The Link Between Menopause and Poor Sleep

The Link Between Menopause and Poor Sleep

Written by sleep expert Kathryn Pinkham

With over 60% of women reporting their sleep gets worse during menopause, if you’ve found that menopause and the associated changes have had a negative impact on your sleep, you’re not alone. 

With many women reporting feeling powerless to improve their sleep during menopause, if you’re currently going through it yourself, the chances are you’ll be feeling helpless, but the good news is that needn’t be the case.

When it comes to improving sleep during menopause, the first point of call is understanding why we can find our sleep suffering during this time. In short, it comes down to hormones. 

There’s a strong link between sleep and our hormones. In fact, our hormones depend on the sleep-wake cycle to stay regulated and balanced. So, with sleep playing a big part in the production of hormones such as oestrogen, progesterone, melatonin, and our hunger hormones, when we don’t get enough sleep it’s common to find this negatively impacts on mood, anxiety, and our weight, to name just a few issues!

_DATA BLOCK_
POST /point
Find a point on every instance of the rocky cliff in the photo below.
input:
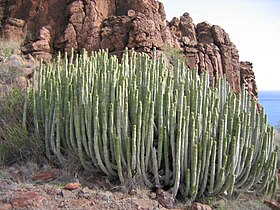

_TASK A_
Answer these from the menopause sleep article, one line each:
(i) What share of women report that their sleep gets worse during menopause?
(ii) Who wrote the article, and how is that person described?
(iii) What do our hormones depend on to stay regulated and balanced?
_TASK B_
Do these statements agree with the menopause sleep article? For each, answer yes or no and quote the deciding words.
(i) Fewer than half of women report worse sleep during menopause.
(ii) The article says that poor sleep during menopause comes down to hormones.
(iii) Melatonin is one of the hormones the article names.
_TASK C_
According to the menopause sleep article, why does not getting enough sleep often affect mood, anxiety, and weight? Answer in one to three sentences.

_RESULT A_
(i) Over 60%.
(ii) Kathryn Pinkham, described as a sleep expert.
(iii) The sleep-wake cycle.

_RESULT B_
(i) No: "With over 60% of women reporting their sleep gets worse during menopause"
(ii) Yes: "In short, it comes down to hormones."
(iii) Yes: "oestrogen, progesterone, melatonin, and our hunger hormones"

_RESULT C_
Our hormones depend on the sleep-wake cycle to stay regulated and balanced. Sleep also plays a big part in producing hormones such as oestrogen, progesterone, melatonin, and the hunger hormones. So when sleep is short, mood, anxiety, and weight are commonly affected.